- [Document section]:
** start **
Iowa journalist examines potential impact of a Wal-Mart Supercenter; it's not all bad, experts say

A Wal-Mart Supercenter changes a community, and Carroll, Iowa, surely will not be the same after one opens there tomorrow. Economic experts, however, say life can go on for local businesses who face tougher competition with the retailing giant, reports Douglas Burns of the Iowa Independent. Burns' report takes a common event — the opening of a Wal-Mart in rural America — and investigates just what it may mean for the local economy, beyond the usual dire forecasts for local, small businesses. (Encarta map)

Iowa State University professor Kenneth Stone, who has researched the impact of large retail stores, said the Supercenter will hurt local stores, but they are strong enough to handle the competition. "Stone said that retail trade centers such as Carroll generally have Supercenters. Without one, the business community loses traffic to nearby Supercenter communities like Atlantic and Fort Dodge," Burns writes. Carroll has 10,000 people, the county 21,000. Carroll's old Wal-Mart is in an unusual location, downtown. The new one isn't.
** end **
- [Exercise]: In the article on the Wal-Mart Supercenter in Carroll, Iowa, which two communities are named as nearby Supercenter communities that draw business traffic?

Data records:
** start **
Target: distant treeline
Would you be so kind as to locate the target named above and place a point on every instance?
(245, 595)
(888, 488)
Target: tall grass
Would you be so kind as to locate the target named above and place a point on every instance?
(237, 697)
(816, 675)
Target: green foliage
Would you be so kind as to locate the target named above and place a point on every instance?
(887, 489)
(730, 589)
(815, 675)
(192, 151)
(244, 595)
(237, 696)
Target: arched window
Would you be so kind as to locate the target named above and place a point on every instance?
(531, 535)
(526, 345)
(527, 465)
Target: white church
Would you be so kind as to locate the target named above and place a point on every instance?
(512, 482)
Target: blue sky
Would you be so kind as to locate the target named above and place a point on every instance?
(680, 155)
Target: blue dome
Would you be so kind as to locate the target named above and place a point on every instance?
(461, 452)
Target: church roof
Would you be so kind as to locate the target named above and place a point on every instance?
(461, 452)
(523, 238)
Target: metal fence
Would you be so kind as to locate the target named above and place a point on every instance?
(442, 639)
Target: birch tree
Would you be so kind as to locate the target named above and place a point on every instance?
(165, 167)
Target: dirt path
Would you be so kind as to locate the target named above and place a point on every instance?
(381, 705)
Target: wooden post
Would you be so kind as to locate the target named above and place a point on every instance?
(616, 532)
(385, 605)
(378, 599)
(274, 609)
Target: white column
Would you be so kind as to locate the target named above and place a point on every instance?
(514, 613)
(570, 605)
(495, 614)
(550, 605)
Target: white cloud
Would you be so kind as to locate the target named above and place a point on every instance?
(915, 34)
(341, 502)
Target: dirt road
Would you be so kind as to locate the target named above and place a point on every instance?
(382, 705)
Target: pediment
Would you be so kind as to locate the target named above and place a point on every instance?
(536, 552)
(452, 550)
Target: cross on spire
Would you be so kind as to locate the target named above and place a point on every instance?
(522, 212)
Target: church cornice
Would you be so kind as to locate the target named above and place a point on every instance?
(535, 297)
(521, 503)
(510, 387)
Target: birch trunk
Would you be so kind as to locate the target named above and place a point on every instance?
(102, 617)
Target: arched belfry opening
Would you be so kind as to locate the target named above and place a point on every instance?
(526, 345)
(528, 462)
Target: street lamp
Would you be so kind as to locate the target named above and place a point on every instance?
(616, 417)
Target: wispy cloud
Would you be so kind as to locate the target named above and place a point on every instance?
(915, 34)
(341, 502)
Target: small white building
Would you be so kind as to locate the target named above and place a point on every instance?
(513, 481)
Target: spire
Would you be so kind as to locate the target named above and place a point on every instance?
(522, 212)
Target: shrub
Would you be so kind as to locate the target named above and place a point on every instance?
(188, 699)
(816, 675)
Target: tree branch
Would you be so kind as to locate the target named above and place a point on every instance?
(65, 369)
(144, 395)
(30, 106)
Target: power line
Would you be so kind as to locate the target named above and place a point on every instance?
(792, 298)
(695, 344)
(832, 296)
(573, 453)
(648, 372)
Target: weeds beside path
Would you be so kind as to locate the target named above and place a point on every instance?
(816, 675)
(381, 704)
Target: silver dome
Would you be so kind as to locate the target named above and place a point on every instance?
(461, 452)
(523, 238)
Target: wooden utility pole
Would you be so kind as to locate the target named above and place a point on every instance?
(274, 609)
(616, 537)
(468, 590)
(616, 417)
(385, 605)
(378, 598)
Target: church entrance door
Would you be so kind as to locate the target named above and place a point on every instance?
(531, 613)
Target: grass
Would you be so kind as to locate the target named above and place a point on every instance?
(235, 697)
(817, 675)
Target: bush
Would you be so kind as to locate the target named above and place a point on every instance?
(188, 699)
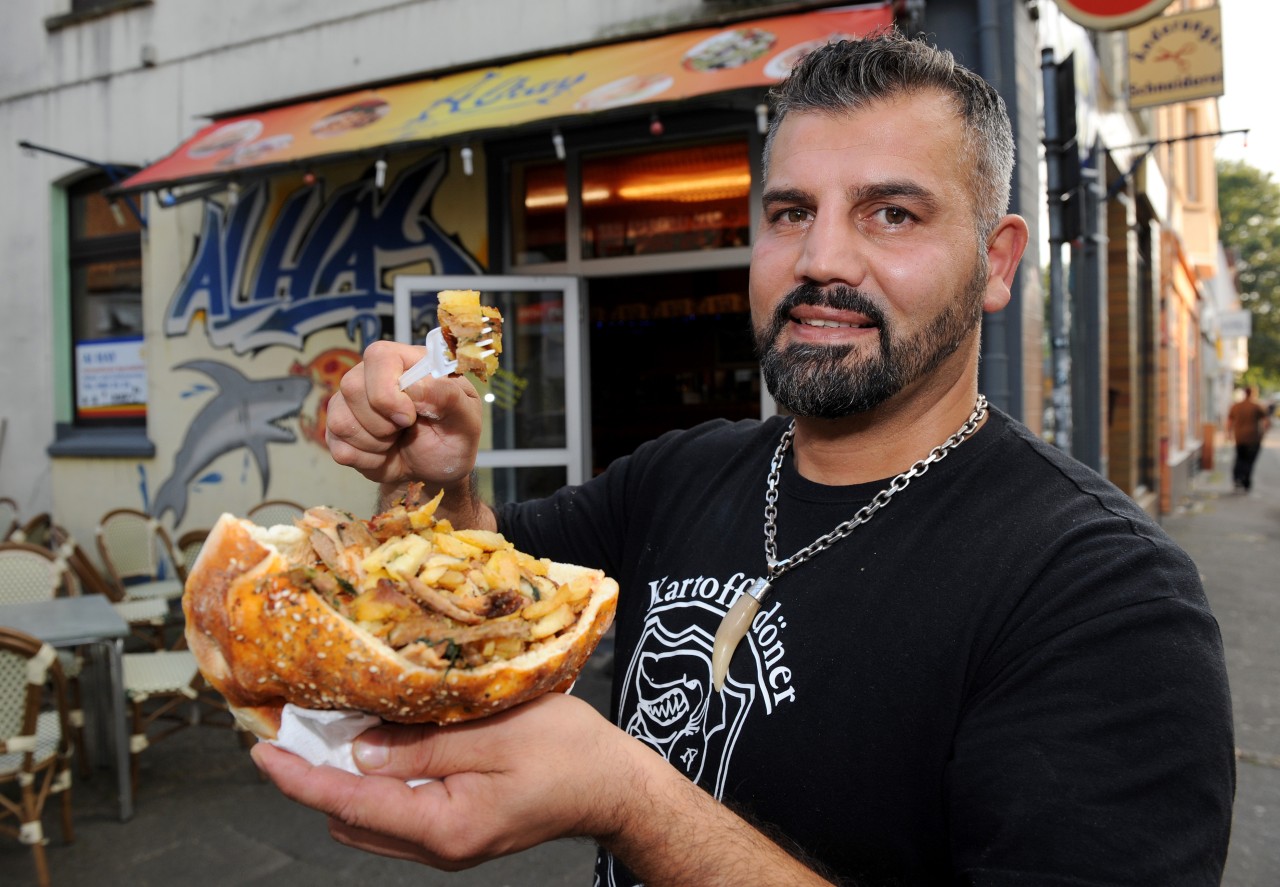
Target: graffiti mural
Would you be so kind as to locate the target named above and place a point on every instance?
(325, 261)
(269, 274)
(325, 371)
(242, 415)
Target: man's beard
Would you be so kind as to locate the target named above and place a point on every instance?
(822, 382)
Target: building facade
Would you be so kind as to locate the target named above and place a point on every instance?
(222, 205)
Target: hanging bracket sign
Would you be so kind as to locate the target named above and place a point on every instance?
(1111, 14)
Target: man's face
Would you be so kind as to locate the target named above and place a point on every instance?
(867, 274)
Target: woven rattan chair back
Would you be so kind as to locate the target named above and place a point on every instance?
(135, 547)
(30, 574)
(35, 531)
(8, 517)
(188, 548)
(35, 745)
(275, 511)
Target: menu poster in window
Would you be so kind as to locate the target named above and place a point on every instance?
(110, 379)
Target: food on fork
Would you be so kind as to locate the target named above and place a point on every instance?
(400, 616)
(472, 332)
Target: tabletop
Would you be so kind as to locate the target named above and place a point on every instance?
(67, 621)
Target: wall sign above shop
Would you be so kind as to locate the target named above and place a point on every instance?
(671, 67)
(1111, 14)
(1176, 58)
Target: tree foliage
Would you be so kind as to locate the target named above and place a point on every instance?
(1248, 202)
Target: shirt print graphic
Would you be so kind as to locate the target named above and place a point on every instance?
(667, 699)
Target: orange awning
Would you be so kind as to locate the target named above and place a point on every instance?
(661, 69)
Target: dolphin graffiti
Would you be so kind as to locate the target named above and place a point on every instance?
(242, 415)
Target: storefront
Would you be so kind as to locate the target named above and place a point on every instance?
(603, 199)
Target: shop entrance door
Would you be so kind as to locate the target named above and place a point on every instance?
(534, 440)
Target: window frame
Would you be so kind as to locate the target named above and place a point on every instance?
(72, 437)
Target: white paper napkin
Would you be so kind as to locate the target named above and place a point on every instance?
(325, 737)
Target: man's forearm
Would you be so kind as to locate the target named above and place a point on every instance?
(673, 833)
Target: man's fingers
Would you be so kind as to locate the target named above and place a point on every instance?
(361, 801)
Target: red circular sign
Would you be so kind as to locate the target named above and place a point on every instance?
(1111, 14)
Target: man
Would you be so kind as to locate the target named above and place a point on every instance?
(961, 657)
(1246, 424)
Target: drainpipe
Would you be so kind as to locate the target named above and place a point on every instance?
(1059, 310)
(995, 339)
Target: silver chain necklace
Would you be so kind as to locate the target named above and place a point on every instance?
(737, 620)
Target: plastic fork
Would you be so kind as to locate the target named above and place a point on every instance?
(435, 361)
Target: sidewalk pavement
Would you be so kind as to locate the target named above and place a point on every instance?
(205, 819)
(1235, 542)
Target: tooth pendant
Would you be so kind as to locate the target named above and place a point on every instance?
(734, 627)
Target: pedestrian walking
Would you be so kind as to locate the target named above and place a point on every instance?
(1246, 424)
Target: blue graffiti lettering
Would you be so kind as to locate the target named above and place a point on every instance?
(324, 263)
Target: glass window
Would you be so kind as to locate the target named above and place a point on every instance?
(105, 255)
(539, 213)
(673, 200)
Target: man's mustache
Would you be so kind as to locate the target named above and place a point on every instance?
(840, 298)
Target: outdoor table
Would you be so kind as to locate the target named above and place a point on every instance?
(83, 621)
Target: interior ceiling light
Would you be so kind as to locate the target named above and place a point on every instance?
(707, 187)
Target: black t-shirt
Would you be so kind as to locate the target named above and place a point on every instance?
(1009, 675)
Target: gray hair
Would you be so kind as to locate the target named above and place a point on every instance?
(853, 73)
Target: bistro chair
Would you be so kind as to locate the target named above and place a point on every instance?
(30, 574)
(188, 548)
(36, 531)
(138, 556)
(275, 511)
(160, 686)
(8, 517)
(147, 617)
(35, 743)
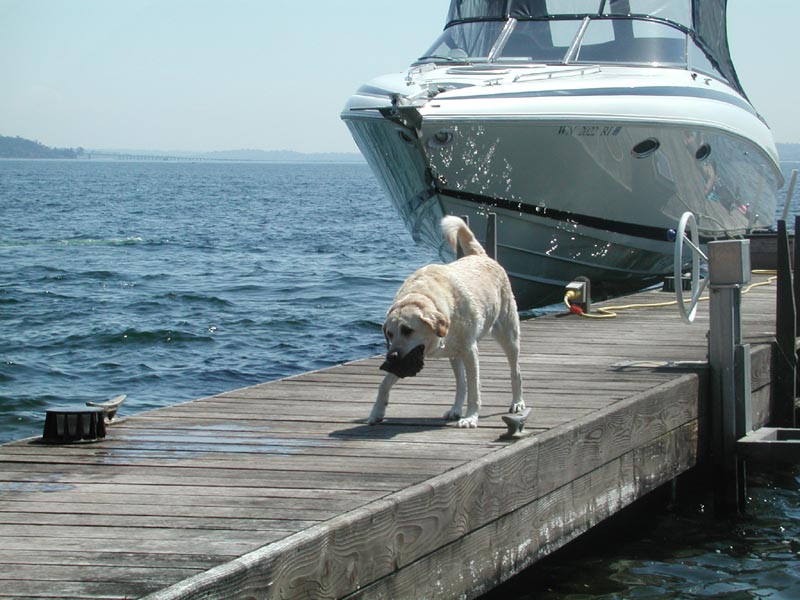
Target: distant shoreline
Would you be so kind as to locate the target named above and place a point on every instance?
(21, 148)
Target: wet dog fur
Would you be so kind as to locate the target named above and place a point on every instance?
(443, 311)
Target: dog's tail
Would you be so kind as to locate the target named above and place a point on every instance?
(456, 232)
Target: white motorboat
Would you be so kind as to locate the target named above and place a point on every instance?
(588, 126)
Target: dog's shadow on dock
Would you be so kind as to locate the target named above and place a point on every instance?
(390, 428)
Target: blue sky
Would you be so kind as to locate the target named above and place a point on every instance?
(221, 75)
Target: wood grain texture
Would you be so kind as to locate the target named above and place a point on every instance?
(280, 490)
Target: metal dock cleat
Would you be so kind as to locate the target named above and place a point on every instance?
(515, 423)
(110, 407)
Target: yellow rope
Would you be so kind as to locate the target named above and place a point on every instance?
(608, 312)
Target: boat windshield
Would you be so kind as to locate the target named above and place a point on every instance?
(635, 32)
(595, 40)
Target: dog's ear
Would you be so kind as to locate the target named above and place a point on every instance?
(438, 322)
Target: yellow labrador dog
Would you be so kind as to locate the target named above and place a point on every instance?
(443, 310)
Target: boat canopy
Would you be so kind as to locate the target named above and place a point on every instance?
(704, 20)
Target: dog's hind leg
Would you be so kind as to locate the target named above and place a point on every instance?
(454, 414)
(472, 369)
(508, 338)
(382, 401)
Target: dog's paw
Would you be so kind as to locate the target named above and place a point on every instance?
(516, 407)
(452, 415)
(468, 422)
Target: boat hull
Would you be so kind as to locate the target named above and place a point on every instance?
(582, 186)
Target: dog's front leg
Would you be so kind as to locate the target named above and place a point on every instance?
(472, 369)
(382, 401)
(454, 414)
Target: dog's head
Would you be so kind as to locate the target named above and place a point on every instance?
(413, 328)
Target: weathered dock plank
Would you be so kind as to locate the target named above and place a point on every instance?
(281, 489)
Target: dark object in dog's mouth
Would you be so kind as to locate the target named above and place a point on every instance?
(408, 366)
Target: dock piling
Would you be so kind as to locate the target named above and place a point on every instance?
(785, 334)
(729, 358)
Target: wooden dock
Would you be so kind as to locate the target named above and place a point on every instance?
(282, 491)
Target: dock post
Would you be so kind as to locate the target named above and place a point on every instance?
(785, 389)
(796, 271)
(491, 235)
(729, 363)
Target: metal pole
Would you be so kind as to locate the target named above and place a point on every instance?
(789, 193)
(785, 334)
(729, 366)
(491, 235)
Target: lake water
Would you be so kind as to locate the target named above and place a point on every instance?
(174, 281)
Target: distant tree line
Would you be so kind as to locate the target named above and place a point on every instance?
(17, 147)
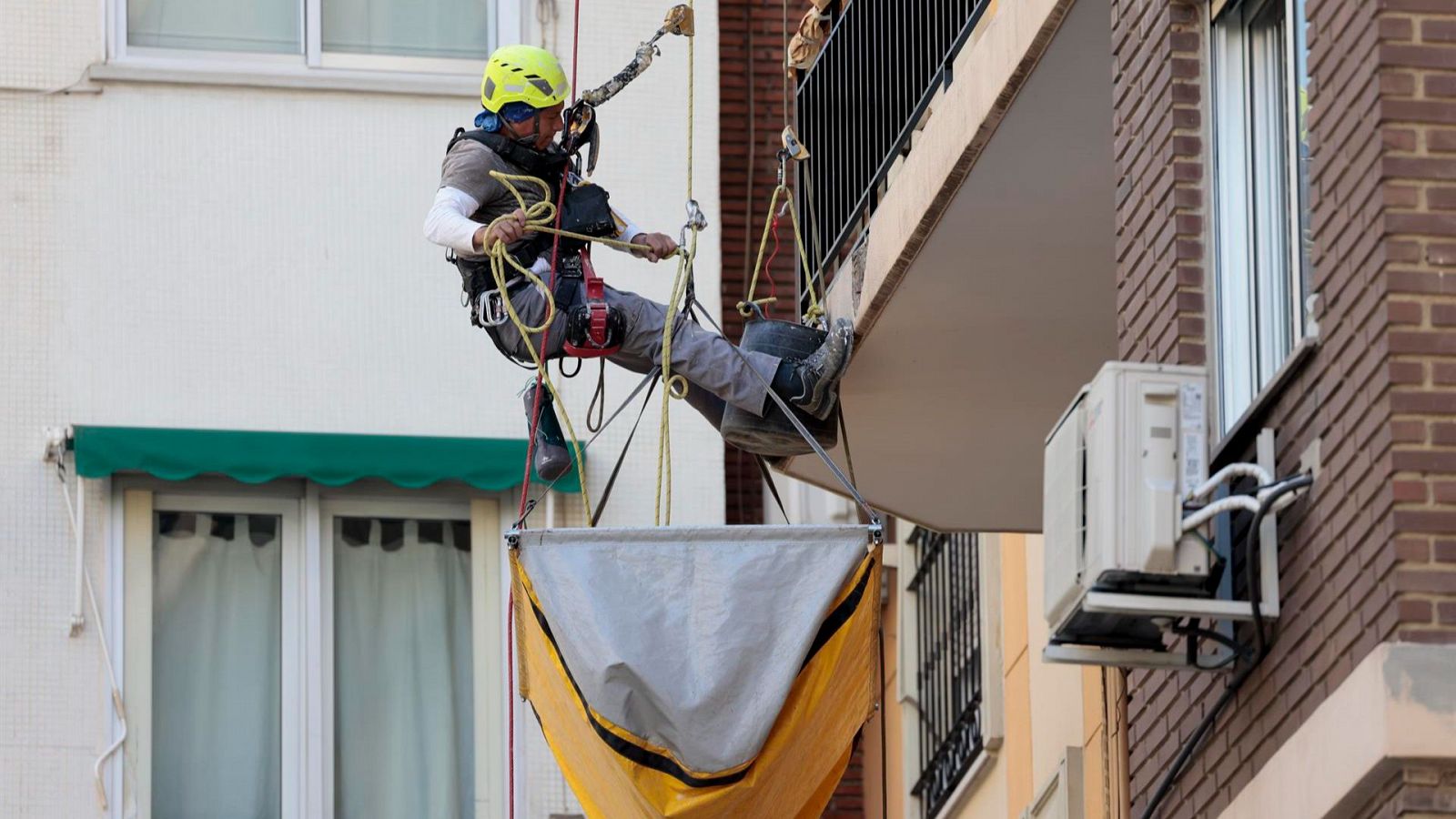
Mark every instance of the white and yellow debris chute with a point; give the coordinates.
(698, 672)
(695, 672)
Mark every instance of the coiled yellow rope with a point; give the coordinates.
(746, 307)
(541, 217)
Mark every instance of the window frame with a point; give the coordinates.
(1247, 360)
(312, 60)
(308, 620)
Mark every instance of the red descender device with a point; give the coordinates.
(593, 327)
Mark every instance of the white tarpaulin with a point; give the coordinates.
(689, 637)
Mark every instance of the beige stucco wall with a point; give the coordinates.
(1046, 709)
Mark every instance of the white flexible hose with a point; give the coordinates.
(116, 698)
(1249, 503)
(76, 523)
(1219, 508)
(106, 652)
(1230, 471)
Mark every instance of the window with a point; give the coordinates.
(421, 35)
(254, 624)
(1261, 194)
(950, 652)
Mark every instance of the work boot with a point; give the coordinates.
(819, 375)
(552, 457)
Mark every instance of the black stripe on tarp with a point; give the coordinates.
(630, 751)
(839, 617)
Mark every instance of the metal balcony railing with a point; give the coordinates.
(861, 101)
(948, 681)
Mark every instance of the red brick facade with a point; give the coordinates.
(1370, 555)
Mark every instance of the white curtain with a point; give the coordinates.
(216, 25)
(410, 28)
(404, 717)
(216, 666)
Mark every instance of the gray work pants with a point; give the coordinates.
(713, 370)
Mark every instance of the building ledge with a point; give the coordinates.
(985, 292)
(1398, 705)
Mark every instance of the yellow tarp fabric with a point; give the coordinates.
(619, 775)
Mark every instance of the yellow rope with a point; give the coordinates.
(746, 307)
(541, 217)
(674, 387)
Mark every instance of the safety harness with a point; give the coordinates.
(594, 329)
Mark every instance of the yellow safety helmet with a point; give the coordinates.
(523, 73)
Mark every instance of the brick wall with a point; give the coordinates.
(1370, 555)
(750, 120)
(1419, 182)
(1158, 157)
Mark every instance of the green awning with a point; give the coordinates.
(327, 458)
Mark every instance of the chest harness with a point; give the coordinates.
(593, 327)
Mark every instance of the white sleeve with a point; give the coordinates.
(449, 222)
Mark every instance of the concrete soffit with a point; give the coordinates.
(1397, 707)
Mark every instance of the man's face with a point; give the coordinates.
(551, 126)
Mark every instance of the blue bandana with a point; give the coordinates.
(511, 113)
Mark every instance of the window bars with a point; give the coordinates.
(861, 101)
(948, 680)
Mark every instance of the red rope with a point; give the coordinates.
(768, 268)
(531, 448)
** end **
- [Response]: Atlantic and Fort Dodge.